• _TASK REQUIREMENTS_
Please copy out the material below, swapping each "pin" for "marker" and changing nothing else.

• _DATA PROVIDED_
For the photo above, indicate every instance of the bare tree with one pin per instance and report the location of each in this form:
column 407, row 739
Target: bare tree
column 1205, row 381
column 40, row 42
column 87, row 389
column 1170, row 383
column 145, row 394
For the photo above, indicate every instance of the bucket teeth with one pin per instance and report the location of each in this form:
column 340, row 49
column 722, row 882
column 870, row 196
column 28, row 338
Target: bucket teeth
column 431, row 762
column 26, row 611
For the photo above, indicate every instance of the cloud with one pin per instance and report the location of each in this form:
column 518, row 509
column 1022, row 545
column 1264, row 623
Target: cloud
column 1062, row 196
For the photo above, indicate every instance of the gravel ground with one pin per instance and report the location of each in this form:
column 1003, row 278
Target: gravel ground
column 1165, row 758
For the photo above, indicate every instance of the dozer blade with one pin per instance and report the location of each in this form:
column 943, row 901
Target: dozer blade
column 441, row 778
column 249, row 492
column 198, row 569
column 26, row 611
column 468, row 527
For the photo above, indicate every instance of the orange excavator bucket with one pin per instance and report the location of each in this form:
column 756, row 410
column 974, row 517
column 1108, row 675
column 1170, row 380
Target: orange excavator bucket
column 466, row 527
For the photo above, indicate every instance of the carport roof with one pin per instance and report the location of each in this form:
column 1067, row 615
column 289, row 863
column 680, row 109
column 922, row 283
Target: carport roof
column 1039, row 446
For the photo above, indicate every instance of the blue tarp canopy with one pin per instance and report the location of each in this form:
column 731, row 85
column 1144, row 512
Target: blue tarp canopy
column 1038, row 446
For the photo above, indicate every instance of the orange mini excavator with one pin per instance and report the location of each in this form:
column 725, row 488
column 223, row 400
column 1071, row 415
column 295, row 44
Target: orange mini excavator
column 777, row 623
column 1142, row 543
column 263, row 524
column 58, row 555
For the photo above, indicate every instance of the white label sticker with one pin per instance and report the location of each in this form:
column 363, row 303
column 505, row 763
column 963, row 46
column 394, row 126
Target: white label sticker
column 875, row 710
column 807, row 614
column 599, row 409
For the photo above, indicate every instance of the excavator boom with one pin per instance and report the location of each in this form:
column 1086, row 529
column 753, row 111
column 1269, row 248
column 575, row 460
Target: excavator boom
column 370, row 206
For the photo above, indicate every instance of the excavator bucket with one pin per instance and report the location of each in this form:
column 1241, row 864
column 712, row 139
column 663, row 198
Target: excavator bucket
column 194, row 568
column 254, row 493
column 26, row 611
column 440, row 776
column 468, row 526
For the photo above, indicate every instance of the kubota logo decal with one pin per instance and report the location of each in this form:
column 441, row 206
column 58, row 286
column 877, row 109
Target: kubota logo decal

• _EXERCISE OUTPUT_
For the photo above, indicate every instance of the bare tree with one marker per instance and report the location of each in this form:
column 407, row 739
Target: bare tree
column 1205, row 381
column 40, row 42
column 87, row 389
column 1170, row 383
column 145, row 394
For the photo above, indicate every instance of the bucket teeth with one marker per instance and report the location of each in this form:
column 340, row 49
column 722, row 882
column 870, row 196
column 28, row 338
Target: bucket teeth
column 431, row 762
column 26, row 611
For the photo above, indicate every instance of the cloud with one marker per instance and report the location of each in this form:
column 518, row 509
column 1022, row 545
column 1264, row 623
Target: cloud
column 1062, row 196
For the photo above, indicate every instance of the gravel ground with one marker per instance and report the location of each in this form:
column 1003, row 278
Target: gravel ground
column 1165, row 758
For the photo above, indicate every instance of the dozer blade with one marker per instance and report the location of each in this form:
column 943, row 901
Target: dozer blade
column 441, row 778
column 249, row 492
column 198, row 569
column 26, row 611
column 468, row 527
For the photo above, indicate every instance of the orange excavator bucket with one marker per instance and report the location of each in this form:
column 756, row 410
column 974, row 517
column 1108, row 675
column 1170, row 380
Target: orange excavator bucket
column 466, row 527
For the photo above, indicate every instance of the carport roof with one marker per instance and report the location of each in this form:
column 1067, row 615
column 289, row 863
column 680, row 109
column 922, row 283
Target: carport roof
column 1039, row 446
For the photo above, indicate every instance of the blue tarp canopy with one marker per instance and report the location of each in this form:
column 731, row 85
column 1144, row 512
Target: blue tarp canopy
column 1038, row 446
For the photo above, indicate every instance of the orange mini excavator with one marker per instance and report the location of each in this form:
column 725, row 488
column 223, row 400
column 1071, row 415
column 295, row 44
Target: orange mini excavator
column 777, row 623
column 1142, row 543
column 263, row 524
column 58, row 555
For the photo above, indicate every instance of the white label sticker with one marker per instance and report the location of each in this form:
column 363, row 303
column 505, row 763
column 963, row 46
column 394, row 126
Target: white label sticker
column 875, row 710
column 807, row 614
column 599, row 409
For the photo above, indicate every instance of the excavator boom with one marker per instance and report the location of each in this form:
column 1086, row 529
column 753, row 111
column 1269, row 248
column 575, row 460
Target: excavator boom
column 370, row 206
For the photo above, indicate every instance of the excavator bucket with one marker per instance and report the location of each in this form:
column 1241, row 864
column 712, row 139
column 663, row 198
Target: excavator bucket
column 194, row 568
column 254, row 493
column 26, row 611
column 440, row 776
column 468, row 526
For the photo above, indicate every instance of the kubota logo decal with one marker per instance and report the location of each in this form:
column 441, row 206
column 58, row 286
column 877, row 109
Target: kubota logo decal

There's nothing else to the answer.